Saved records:
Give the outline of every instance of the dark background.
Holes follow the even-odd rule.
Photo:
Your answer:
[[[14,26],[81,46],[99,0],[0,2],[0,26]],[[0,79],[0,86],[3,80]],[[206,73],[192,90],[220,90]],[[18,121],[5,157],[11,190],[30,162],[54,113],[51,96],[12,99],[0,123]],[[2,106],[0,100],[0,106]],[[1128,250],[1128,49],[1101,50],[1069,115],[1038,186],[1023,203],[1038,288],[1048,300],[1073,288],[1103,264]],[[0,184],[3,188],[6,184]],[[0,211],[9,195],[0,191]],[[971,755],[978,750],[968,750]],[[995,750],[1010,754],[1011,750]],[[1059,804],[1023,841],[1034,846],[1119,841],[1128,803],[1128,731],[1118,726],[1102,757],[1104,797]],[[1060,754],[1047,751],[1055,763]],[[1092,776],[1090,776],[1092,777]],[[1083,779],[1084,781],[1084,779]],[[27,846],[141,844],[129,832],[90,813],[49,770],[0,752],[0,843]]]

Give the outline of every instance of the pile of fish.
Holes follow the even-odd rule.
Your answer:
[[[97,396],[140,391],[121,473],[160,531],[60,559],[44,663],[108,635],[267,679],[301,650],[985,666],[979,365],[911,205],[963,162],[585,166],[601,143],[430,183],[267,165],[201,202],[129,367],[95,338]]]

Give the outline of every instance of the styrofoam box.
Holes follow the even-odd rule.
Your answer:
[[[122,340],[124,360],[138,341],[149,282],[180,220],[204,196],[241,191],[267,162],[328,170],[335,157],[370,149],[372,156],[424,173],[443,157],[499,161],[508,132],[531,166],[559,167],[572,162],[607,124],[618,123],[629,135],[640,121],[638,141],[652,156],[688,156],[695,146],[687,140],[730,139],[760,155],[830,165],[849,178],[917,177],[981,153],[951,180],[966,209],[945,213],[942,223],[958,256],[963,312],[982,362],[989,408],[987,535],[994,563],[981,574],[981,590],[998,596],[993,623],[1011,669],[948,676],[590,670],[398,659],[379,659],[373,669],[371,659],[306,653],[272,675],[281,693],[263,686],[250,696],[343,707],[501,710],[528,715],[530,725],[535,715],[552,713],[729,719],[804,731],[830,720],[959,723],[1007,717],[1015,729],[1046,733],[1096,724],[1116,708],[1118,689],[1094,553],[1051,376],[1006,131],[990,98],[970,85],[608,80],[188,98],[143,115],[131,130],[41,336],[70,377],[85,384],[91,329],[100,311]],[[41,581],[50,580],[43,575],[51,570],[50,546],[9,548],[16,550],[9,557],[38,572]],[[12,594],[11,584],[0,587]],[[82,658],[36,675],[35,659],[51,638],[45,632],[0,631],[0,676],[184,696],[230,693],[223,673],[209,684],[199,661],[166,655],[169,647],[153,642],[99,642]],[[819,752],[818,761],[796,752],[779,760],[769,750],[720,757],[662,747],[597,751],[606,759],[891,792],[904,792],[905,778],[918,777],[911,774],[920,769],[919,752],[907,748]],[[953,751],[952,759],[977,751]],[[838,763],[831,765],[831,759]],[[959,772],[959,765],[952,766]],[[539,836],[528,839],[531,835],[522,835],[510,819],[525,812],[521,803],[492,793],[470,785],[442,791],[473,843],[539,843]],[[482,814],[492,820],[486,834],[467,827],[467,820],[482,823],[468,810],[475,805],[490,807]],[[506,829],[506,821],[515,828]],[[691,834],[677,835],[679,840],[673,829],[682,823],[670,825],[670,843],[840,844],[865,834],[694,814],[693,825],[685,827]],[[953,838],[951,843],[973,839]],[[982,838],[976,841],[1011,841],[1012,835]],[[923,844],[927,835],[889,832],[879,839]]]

** What the task requires **
Select every line of the listing above that contains the word "instance".

** Solution to this task **
Give the outline of every instance of the dark background.
Give the outline of every instance of the pile of fish.
Give the outline of every instance of the styrofoam box.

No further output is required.